» **Check your understanding**:
A - Extract the passage of the swallowed-crown blog post starting with "At my wife's" and going on through "comment funny, either.".
B - Write the next part of the blog post about the swallowed crown, picking up after its final sentence.
Top of Document section
Wednesday, November 19, 2008

True story; I Found My Crown in The Crapper

Contrary to what you may think, the title was not chosen to attract attention. I found my crown in the toilet is the whole story.

It began June 7th of this year. While eating a delicious pulled-pork sandwich, I swallowed my crown. Once I realized what I had done, I quickly drank two Miller Lites to wash it down.

At my wife's urging, nice word for bitching, I went to the hospital to get an x-ray. By the way, you can't just walk into the hospital and tell them you need an x-ray. Tried that. They looked at me as if I had walked into Burger King and ordered a McFeast.

After the obligatory family history questionnaire and insurance verification, the tech took pictures of my chest. There it was, turned sideways just under my left nipple. I saw the metal post looking like a small penis, so I said, "Aw look, I am having a boy. "The tech didn't find that comment funny, either.

The doctor on call told me to just go home and it would pass in five-seven days. He also gave me a shit kit. That is a plastic sombrero looking thing that goes over the toilet for me to collect my deposit. It also included a dozen or so throat compressors. No instructions provided or necessary.
Bottom of Document section
Top of Supplied material
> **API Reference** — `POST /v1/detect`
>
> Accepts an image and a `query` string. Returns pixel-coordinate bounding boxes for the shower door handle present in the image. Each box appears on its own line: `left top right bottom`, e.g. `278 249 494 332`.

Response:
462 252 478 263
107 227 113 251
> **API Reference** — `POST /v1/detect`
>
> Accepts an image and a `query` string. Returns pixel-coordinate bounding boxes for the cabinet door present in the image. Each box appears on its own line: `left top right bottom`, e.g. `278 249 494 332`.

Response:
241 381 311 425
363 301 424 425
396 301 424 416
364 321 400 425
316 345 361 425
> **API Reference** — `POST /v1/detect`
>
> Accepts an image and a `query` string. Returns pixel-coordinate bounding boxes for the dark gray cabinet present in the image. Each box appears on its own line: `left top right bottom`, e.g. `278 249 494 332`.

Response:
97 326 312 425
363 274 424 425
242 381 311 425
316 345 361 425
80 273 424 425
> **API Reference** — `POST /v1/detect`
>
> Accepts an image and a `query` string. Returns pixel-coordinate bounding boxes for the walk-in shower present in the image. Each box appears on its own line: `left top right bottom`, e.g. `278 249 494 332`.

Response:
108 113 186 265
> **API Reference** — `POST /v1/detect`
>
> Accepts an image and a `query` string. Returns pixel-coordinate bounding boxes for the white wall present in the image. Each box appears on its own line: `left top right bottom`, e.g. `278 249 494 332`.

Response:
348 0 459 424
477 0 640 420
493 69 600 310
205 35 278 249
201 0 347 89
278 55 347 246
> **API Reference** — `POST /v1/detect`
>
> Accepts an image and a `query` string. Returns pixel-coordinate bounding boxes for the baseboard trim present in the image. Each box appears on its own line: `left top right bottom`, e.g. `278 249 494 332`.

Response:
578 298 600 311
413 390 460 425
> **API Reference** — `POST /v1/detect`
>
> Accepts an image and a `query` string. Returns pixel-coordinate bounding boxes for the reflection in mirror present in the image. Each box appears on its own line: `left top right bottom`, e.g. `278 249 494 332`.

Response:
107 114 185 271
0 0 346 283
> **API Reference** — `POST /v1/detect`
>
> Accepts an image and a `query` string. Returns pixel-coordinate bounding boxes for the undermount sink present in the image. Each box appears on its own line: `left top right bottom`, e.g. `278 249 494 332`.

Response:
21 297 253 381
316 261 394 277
Bottom of Supplied material
» **Per-task outputs**:
A -
At my wife's urging, nice word for bitching, I went to the hospital to get an x-ray. By the way, you can't just walk into the hospital and tell them you need an x-ray. Tried that. They looked at me as if I had walked into Burger King and ordered a McFeast.

After the obligatory family history questionnaire and insurance verification, the tech took pictures of my chest. There it was, turned sideways just under my left nipple. I saw the metal post looking like a small penis, so I said, "Aw look, I am having a boy. "The tech didn't find that comment funny, either.

B -
I searched daily at 6:00 am, as thoroughly as an archeologist looking through centuries-old shit for a prized artifact. After 30 days or stirring and gagging and mistaking undigested, bloated corn kernals for my tooth, I gave up.

Well, November 18 arrived. After doing my bodily business, I flushed. I flushed again. Still, one of those cling-ons wouldn't go down. I flushed a third time. Bingo.

A few minutes later, my wife screams, "Oh shit." It was one of those, "Damn, I dropped my eyeliner down the drain." type screams, so I paid little attention. Then she said, " You're not going to believe this. I found your crown."

Sure enough, there it was in the toilet. She reached in, pulled it out, and handed it to me. She's a great wife. It was intact. Beautiful. I put it in a baggie for safekeeping.

Then we laughed because just the day before, we had been haggling with our dentist about who was responsible for the cost of replacing it.

Now, I have to call him back and tell him where I found it. Five months, 11 days later.

Moral of this story, don't ever take shit for granted.